Lay out the records below as a two-column Markdown table headed Row and Entry, giving each line its own numbered row and leaving out blank lines. Include only the span that opens with the line containing "Target: soldier standing in truck bed" and closes with the line containing "(1199, 723)", both ends included.

--- start Information shown ---

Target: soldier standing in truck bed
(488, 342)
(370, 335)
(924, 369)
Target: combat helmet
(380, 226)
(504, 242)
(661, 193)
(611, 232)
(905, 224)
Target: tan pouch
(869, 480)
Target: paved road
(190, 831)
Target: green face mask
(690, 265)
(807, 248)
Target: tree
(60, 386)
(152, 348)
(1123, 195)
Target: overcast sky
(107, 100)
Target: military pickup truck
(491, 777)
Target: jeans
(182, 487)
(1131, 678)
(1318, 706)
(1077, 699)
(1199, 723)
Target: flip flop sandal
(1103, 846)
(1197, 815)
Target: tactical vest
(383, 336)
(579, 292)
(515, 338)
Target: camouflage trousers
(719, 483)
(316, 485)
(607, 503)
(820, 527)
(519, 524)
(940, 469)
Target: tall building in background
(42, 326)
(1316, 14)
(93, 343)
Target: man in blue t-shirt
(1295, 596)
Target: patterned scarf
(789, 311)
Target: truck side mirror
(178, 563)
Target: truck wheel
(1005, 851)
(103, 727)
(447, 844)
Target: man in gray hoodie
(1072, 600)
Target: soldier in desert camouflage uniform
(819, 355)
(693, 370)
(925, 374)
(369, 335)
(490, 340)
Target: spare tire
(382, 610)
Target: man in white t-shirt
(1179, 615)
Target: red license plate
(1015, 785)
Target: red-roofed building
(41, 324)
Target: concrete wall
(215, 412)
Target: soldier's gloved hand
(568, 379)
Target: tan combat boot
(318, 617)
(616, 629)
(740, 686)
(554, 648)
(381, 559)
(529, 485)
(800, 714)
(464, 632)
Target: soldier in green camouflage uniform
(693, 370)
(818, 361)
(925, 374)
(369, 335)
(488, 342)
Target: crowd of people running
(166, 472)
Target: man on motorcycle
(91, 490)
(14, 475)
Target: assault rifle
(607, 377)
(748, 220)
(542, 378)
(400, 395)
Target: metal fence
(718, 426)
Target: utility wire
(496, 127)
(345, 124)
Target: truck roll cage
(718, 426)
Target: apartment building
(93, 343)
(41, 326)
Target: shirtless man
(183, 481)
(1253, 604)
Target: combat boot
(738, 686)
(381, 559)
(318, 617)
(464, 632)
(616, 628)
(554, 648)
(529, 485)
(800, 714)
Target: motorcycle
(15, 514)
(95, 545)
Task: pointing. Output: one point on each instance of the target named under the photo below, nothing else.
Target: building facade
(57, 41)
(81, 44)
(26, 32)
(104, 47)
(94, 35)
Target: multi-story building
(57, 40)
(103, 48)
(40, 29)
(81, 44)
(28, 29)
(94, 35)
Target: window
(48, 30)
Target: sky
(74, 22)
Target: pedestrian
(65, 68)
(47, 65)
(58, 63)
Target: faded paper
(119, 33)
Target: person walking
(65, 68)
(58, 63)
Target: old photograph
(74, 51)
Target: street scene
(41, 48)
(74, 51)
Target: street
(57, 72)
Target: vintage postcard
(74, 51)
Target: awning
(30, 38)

--- end Information shown ---
--- start Information shown ---

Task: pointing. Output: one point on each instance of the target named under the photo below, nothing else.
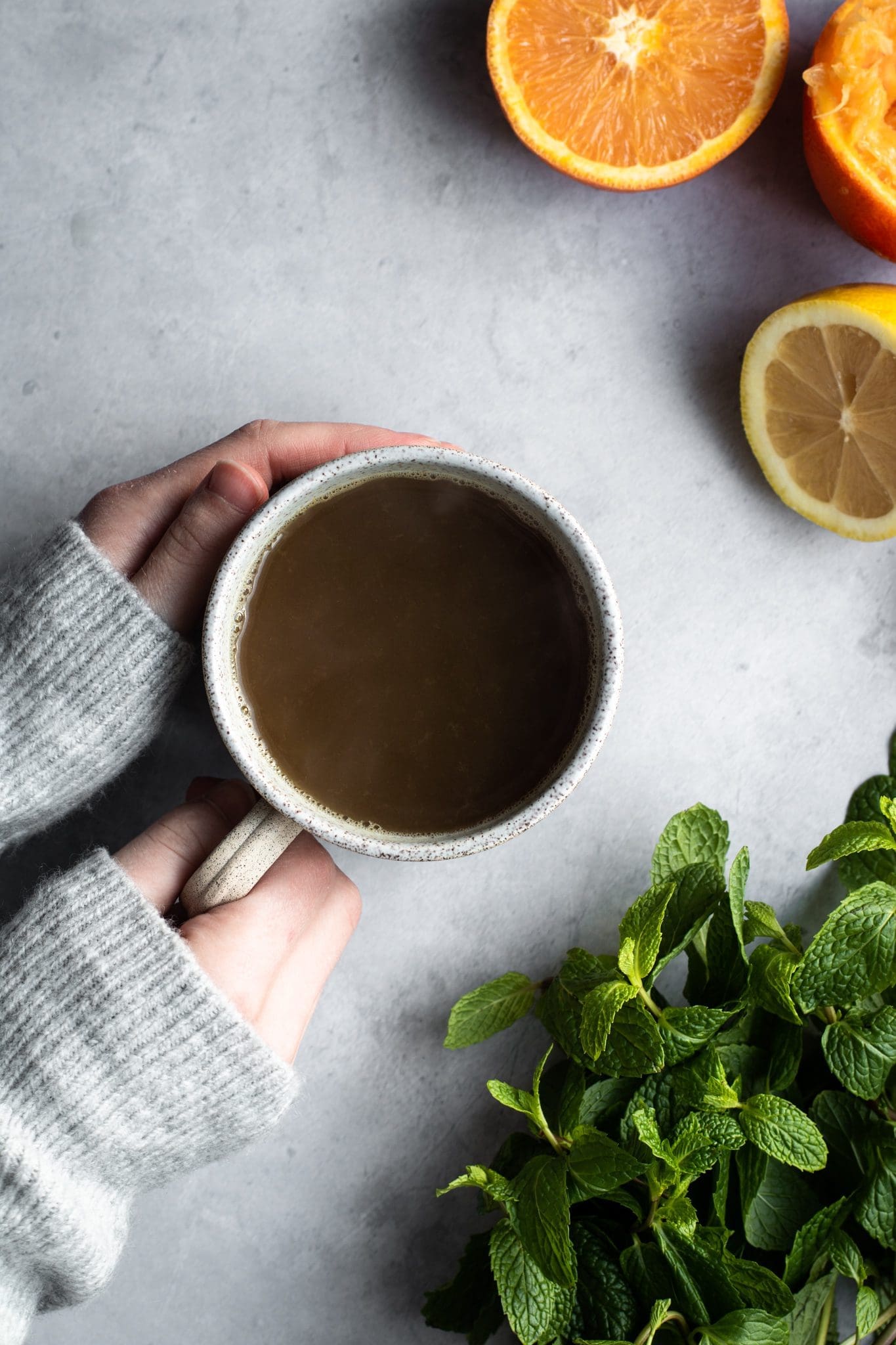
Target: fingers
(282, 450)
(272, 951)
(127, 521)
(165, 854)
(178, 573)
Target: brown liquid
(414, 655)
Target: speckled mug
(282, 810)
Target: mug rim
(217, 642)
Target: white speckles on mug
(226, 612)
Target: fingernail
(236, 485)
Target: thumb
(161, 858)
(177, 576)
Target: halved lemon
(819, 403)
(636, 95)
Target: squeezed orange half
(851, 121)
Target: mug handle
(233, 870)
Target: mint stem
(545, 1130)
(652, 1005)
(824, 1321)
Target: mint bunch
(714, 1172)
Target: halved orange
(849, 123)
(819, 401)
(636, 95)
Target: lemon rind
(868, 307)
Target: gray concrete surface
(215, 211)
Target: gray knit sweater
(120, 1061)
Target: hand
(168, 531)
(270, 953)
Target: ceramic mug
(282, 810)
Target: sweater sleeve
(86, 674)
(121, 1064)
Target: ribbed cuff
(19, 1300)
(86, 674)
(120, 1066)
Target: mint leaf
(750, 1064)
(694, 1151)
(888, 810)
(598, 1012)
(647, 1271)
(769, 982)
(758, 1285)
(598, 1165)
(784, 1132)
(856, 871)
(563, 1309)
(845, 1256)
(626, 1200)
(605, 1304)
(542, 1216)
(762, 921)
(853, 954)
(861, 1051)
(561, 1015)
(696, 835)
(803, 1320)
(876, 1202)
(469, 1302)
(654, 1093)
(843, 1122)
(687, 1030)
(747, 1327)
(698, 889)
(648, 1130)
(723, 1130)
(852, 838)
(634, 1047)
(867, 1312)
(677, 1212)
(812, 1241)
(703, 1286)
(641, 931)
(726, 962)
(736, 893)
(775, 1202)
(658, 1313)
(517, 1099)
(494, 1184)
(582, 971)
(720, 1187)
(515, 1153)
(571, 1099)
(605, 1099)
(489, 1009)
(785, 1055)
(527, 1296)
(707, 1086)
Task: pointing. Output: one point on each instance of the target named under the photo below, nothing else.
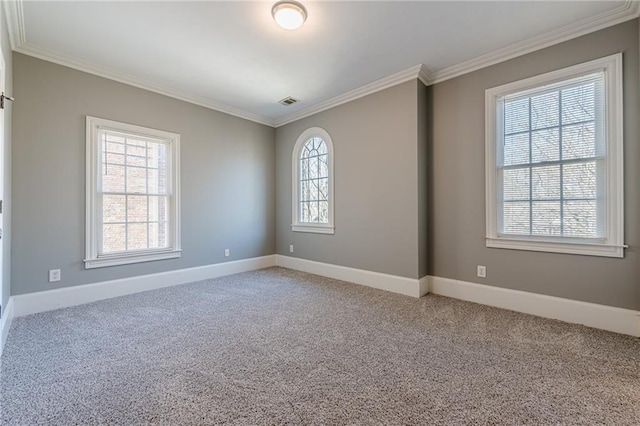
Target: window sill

--- end Information shown ---

• Written answer
| Row | Entry |
|---|---|
| 1 | Target: soldier standing in truck bed |
| 2 | (488, 342) |
| 3 | (370, 335) |
| 4 | (924, 369) |
| 5 | Target: combat helmet |
| 6 | (380, 226) |
| 7 | (504, 242) |
| 8 | (661, 193) |
| 9 | (611, 232) |
| 10 | (905, 224) |
| 11 | Target: tan pouch |
| 12 | (869, 480) |
| 13 | Target: paved road |
| 14 | (190, 831) |
| 15 | Target: green face mask |
| 16 | (690, 265) |
| 17 | (807, 248) |
| 18 | Target: tree |
| 19 | (60, 386) |
| 20 | (152, 348) |
| 21 | (1123, 195) |
| 22 | Target: overcast sky |
| 23 | (107, 100) |
| 24 | Target: military pickup truck |
| 25 | (491, 777) |
| 26 | Target: jeans |
| 27 | (182, 487) |
| 28 | (1131, 678) |
| 29 | (1318, 706) |
| 30 | (1077, 699) |
| 31 | (1199, 723) |